For the entries that follow, say how many lines hold the string "cliff", with nothing else in the reply.

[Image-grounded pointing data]
━━━━━━━━━━━━━━━━
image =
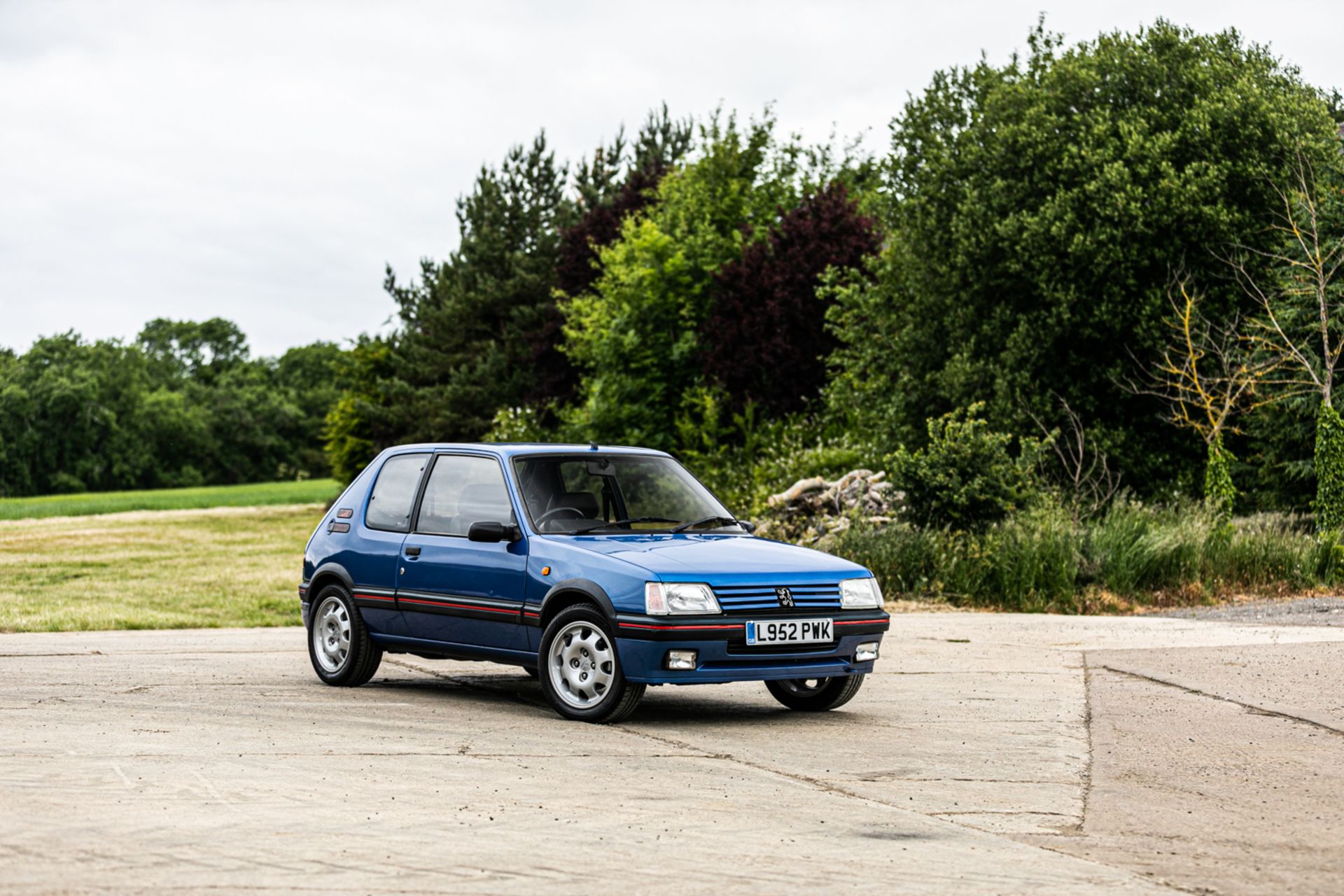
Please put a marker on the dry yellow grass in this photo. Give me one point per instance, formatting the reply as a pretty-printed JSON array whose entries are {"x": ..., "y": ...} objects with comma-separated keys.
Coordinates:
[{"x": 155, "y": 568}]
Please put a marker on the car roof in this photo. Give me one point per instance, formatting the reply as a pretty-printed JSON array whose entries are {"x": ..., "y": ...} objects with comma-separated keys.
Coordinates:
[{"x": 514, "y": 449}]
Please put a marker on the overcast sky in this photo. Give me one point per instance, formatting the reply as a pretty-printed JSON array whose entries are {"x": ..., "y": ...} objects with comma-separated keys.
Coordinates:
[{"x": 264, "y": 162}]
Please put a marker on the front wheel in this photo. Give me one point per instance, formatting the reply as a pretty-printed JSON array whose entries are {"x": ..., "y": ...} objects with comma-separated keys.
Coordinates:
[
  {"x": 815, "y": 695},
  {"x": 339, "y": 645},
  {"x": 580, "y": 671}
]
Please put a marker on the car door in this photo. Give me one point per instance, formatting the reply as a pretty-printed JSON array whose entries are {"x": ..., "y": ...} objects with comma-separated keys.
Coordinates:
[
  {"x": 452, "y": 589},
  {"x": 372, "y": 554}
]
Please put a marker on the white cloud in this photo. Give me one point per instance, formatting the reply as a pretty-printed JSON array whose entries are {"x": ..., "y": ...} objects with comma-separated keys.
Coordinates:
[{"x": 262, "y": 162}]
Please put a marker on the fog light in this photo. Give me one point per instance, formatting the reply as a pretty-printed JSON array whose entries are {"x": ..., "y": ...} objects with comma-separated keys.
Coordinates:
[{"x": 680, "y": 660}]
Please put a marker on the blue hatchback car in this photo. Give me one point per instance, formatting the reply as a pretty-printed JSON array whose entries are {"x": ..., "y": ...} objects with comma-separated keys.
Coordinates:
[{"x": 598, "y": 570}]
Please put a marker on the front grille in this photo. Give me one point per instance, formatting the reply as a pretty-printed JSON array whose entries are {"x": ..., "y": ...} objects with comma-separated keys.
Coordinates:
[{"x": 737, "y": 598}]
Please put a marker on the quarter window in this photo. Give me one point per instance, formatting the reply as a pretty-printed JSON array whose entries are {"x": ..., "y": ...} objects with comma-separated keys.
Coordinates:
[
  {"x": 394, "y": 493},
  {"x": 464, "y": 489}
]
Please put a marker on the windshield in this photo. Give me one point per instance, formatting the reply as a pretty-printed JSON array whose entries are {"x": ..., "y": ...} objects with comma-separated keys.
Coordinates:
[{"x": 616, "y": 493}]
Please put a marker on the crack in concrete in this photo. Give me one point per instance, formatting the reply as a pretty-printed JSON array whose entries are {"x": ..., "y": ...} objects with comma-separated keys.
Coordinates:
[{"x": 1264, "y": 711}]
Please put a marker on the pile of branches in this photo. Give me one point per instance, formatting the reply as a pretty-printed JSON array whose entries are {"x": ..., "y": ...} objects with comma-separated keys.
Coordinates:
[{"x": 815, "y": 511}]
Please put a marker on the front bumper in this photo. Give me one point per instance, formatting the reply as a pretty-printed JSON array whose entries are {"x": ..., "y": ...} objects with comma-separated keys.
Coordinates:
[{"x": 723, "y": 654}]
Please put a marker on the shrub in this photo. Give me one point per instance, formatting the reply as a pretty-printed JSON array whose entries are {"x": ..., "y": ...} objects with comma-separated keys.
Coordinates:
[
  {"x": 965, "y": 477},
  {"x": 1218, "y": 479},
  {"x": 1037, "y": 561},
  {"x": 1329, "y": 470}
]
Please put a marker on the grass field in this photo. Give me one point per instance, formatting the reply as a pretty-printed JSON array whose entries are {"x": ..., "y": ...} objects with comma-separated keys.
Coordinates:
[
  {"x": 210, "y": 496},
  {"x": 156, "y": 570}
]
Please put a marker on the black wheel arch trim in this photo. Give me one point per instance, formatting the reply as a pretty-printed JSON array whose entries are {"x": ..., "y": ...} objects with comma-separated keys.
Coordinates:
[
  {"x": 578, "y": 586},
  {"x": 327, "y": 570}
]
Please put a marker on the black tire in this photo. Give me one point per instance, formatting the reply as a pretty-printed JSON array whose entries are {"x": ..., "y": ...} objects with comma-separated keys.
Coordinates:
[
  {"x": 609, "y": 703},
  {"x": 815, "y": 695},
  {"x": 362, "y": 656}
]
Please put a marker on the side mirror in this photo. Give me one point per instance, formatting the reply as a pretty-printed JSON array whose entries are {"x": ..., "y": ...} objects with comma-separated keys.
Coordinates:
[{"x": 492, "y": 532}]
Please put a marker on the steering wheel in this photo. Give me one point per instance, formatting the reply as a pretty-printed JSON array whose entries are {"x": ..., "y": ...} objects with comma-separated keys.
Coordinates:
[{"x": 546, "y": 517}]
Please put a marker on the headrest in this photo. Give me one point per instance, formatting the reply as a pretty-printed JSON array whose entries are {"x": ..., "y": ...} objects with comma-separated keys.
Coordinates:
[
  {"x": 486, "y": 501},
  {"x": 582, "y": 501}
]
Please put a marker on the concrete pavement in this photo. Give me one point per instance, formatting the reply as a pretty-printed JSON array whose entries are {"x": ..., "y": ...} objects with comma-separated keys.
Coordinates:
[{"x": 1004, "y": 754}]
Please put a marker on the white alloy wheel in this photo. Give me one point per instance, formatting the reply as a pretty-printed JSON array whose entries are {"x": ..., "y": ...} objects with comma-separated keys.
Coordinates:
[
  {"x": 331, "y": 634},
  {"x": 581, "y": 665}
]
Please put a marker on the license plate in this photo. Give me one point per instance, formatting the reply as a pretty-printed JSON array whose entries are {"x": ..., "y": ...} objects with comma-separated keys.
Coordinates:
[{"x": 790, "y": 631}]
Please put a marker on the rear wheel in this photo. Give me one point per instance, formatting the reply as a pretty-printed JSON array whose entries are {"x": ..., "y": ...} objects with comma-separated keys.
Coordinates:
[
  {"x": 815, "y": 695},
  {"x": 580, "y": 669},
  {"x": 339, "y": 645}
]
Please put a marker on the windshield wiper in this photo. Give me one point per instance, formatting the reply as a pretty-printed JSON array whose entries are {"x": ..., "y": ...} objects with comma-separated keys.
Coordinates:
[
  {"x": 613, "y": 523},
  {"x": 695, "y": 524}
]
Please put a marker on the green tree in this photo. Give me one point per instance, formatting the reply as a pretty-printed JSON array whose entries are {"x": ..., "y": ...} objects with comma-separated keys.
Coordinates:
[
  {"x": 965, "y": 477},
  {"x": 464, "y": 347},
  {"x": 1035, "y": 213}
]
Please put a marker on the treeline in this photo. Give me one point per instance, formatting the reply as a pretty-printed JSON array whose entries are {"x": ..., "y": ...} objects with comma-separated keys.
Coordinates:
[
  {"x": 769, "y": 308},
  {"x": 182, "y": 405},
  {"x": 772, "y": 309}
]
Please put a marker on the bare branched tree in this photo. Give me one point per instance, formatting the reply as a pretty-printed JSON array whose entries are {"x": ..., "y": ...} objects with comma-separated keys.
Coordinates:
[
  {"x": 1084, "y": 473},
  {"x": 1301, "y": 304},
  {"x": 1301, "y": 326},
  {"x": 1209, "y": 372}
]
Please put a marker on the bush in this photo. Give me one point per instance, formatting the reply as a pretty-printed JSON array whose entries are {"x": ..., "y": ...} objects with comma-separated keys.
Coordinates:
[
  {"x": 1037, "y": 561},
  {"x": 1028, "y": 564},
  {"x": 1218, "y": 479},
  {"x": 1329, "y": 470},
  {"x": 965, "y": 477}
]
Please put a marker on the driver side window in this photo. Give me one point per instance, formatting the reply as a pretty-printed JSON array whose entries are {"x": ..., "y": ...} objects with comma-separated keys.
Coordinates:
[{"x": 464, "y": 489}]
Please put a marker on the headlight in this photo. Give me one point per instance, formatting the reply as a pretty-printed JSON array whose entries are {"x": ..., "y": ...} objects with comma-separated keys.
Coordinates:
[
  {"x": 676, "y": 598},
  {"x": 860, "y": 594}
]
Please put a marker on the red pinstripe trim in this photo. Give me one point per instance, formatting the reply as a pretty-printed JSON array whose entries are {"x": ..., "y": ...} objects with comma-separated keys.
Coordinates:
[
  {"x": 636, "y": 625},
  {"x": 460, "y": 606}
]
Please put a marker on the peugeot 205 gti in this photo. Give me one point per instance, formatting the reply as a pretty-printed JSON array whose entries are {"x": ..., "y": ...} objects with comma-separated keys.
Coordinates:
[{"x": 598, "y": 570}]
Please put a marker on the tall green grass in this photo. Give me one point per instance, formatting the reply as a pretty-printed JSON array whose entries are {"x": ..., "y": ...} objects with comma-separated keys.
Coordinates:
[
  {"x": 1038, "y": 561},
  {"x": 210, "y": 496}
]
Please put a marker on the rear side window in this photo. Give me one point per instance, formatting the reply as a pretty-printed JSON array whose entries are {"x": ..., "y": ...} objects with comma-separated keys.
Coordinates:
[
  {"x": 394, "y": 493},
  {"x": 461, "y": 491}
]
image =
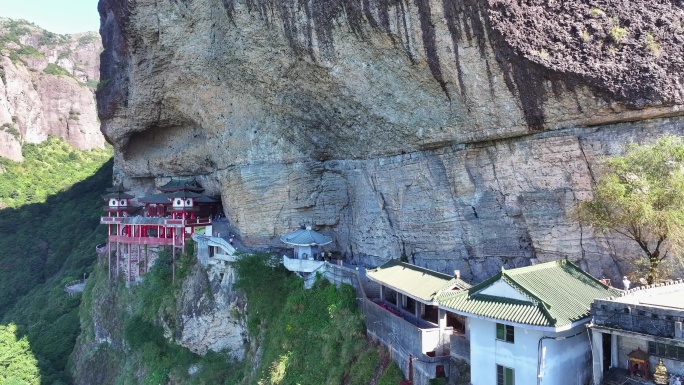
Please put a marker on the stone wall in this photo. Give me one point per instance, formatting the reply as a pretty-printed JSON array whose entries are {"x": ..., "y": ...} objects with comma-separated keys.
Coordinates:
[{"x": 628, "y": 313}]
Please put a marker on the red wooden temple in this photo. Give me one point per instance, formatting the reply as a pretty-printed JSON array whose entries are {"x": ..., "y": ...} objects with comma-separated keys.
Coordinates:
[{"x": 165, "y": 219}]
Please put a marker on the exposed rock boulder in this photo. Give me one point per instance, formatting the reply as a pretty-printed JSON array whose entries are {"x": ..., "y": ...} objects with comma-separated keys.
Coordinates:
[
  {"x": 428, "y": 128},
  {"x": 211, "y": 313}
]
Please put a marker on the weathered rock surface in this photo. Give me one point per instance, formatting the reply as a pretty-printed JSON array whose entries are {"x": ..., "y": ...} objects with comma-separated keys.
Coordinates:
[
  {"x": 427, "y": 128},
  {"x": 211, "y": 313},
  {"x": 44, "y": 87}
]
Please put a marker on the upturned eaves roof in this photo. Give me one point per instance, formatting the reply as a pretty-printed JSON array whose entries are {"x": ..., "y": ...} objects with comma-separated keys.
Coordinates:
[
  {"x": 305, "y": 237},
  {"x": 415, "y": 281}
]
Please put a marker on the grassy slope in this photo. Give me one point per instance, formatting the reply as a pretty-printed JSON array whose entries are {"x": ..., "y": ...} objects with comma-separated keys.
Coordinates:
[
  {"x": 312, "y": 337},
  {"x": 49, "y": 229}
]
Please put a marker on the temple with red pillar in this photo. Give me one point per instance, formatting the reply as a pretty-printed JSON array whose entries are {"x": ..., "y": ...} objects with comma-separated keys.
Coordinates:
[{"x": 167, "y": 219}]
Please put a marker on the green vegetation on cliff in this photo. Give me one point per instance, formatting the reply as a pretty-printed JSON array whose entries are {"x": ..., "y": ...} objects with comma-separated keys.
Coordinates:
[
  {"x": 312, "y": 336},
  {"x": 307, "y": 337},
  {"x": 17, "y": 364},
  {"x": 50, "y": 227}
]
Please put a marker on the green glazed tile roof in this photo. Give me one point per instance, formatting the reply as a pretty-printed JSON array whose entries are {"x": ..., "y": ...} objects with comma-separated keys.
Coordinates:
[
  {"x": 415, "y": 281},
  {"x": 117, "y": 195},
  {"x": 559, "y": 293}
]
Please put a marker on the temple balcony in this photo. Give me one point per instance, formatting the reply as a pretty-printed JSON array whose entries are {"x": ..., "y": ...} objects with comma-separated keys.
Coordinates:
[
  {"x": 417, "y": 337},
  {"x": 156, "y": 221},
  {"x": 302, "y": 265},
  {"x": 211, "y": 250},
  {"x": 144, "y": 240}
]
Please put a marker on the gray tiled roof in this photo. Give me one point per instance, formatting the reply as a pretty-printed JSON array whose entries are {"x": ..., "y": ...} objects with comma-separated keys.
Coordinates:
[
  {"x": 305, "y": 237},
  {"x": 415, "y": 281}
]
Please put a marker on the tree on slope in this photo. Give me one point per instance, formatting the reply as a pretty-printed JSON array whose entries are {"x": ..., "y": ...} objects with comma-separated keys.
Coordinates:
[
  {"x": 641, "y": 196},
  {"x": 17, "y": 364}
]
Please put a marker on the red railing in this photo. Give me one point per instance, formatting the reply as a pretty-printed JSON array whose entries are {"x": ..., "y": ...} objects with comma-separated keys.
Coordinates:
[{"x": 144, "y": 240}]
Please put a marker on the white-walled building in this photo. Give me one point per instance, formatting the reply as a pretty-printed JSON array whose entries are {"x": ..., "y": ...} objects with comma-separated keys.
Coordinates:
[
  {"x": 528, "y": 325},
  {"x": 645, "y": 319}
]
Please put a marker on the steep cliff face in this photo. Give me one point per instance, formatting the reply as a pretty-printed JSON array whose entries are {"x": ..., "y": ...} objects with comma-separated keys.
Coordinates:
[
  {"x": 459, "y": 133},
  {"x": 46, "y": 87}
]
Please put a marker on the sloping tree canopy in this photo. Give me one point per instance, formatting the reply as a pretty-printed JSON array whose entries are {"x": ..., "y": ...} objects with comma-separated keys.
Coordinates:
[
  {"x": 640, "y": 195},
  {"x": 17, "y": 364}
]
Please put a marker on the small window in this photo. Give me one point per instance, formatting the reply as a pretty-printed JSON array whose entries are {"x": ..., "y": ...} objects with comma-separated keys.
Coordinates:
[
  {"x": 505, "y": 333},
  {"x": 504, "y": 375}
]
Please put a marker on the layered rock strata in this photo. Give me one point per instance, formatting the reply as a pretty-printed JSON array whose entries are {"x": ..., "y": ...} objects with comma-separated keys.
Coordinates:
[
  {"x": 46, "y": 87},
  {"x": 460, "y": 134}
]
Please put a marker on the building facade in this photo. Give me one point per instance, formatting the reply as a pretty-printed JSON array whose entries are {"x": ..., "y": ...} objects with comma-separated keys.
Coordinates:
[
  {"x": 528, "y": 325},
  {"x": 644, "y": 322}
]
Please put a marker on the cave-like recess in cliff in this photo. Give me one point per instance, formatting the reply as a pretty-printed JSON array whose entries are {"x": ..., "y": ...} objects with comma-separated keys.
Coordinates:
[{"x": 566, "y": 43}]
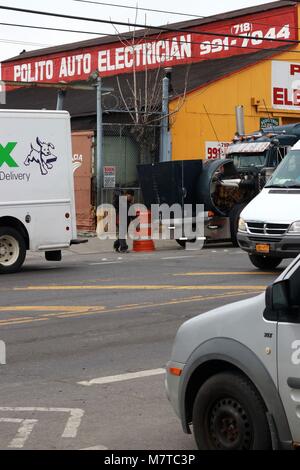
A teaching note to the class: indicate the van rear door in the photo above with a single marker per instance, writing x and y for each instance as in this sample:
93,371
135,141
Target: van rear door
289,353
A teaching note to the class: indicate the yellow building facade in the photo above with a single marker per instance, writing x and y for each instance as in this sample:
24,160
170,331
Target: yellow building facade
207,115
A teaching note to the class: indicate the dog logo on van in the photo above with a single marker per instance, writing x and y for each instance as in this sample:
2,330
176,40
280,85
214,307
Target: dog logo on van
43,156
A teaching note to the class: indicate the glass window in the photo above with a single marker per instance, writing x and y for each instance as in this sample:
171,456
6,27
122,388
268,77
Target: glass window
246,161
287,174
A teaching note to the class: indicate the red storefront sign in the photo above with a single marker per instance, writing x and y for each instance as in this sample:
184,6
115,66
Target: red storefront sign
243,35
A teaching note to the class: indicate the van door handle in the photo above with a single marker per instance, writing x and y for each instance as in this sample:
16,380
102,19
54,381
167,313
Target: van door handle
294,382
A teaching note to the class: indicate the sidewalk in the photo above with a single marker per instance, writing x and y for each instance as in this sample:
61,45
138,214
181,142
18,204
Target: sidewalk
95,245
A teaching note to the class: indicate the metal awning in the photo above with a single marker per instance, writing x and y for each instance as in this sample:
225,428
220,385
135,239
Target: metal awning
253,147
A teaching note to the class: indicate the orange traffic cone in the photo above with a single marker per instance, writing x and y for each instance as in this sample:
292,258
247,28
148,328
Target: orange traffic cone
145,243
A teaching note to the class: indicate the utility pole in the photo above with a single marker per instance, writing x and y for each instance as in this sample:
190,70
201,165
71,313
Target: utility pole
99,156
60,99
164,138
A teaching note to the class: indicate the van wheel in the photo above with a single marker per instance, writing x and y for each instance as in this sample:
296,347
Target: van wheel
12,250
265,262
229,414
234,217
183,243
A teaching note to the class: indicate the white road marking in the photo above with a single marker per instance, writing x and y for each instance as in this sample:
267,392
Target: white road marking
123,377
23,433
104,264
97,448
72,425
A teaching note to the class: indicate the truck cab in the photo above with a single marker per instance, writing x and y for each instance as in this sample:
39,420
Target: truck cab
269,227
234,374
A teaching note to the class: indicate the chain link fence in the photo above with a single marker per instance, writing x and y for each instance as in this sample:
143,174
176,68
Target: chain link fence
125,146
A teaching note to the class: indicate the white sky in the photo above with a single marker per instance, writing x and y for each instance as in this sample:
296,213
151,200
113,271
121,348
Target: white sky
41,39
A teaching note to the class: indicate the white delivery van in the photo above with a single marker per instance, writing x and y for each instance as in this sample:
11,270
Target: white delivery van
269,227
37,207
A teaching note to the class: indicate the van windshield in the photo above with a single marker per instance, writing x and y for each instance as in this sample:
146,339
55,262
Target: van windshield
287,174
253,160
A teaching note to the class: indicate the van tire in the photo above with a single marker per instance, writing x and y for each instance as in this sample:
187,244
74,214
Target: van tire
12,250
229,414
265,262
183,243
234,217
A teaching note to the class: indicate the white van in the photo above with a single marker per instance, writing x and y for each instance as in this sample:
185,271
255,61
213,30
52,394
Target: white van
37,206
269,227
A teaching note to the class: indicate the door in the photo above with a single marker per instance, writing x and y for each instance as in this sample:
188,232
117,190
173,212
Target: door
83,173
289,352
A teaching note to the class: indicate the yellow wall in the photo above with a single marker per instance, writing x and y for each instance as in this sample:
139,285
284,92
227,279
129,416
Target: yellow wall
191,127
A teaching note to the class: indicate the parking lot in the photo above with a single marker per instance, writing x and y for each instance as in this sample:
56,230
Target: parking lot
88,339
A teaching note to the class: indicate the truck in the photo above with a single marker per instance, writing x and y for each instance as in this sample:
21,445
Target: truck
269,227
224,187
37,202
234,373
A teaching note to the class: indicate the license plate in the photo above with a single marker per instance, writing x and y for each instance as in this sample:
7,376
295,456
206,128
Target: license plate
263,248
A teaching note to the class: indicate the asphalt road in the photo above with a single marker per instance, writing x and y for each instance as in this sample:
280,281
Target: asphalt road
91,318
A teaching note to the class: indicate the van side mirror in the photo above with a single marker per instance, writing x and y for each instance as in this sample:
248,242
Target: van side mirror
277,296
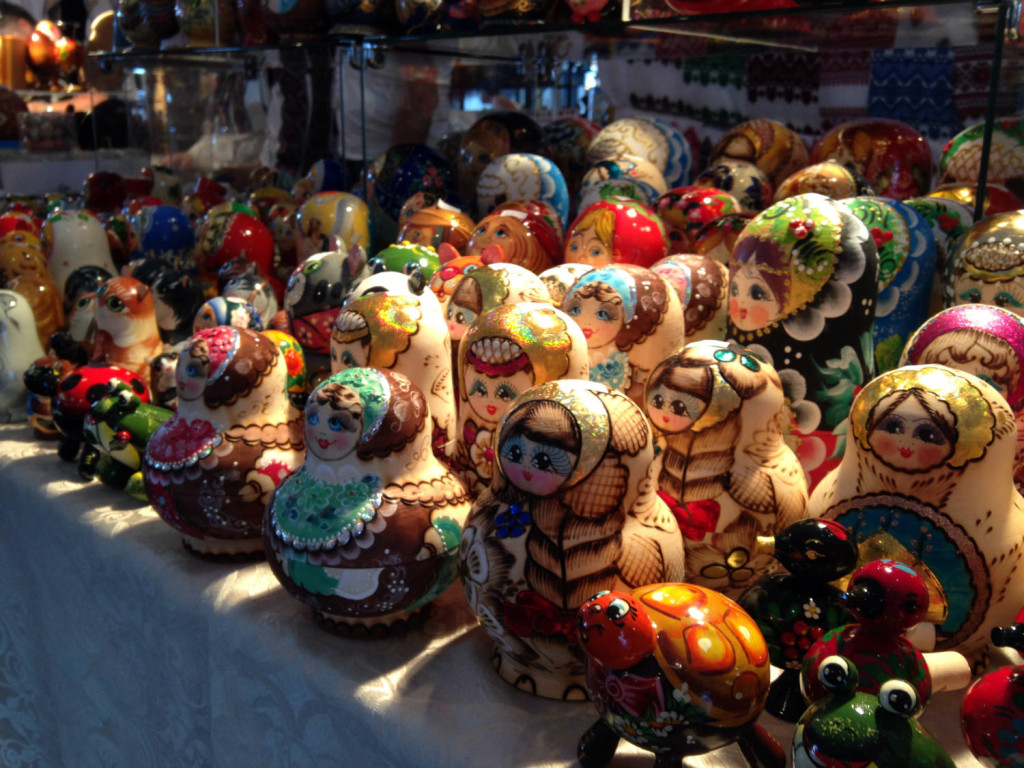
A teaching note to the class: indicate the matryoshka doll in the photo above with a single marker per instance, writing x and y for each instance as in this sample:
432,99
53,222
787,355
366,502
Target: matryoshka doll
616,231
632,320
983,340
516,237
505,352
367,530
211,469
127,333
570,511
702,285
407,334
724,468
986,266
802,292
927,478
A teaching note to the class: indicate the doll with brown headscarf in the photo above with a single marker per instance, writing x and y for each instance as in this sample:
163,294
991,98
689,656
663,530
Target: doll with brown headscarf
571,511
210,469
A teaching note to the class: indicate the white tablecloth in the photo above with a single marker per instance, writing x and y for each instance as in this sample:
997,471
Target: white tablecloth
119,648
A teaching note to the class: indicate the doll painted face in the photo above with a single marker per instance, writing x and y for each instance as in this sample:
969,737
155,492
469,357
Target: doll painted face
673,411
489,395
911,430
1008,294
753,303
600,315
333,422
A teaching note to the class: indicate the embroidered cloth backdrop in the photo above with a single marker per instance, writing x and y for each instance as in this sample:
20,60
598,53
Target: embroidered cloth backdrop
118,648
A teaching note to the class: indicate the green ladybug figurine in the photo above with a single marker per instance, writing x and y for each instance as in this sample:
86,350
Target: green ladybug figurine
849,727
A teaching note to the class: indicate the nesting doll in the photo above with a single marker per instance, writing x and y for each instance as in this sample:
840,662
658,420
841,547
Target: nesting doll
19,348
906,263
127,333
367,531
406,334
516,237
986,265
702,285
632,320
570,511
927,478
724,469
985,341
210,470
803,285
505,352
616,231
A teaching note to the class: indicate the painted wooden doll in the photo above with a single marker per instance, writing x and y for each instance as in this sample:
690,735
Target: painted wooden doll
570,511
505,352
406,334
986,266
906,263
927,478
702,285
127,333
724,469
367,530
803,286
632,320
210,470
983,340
━━━━━━━━━━━━━━━━
• **Response to the exercise**:
3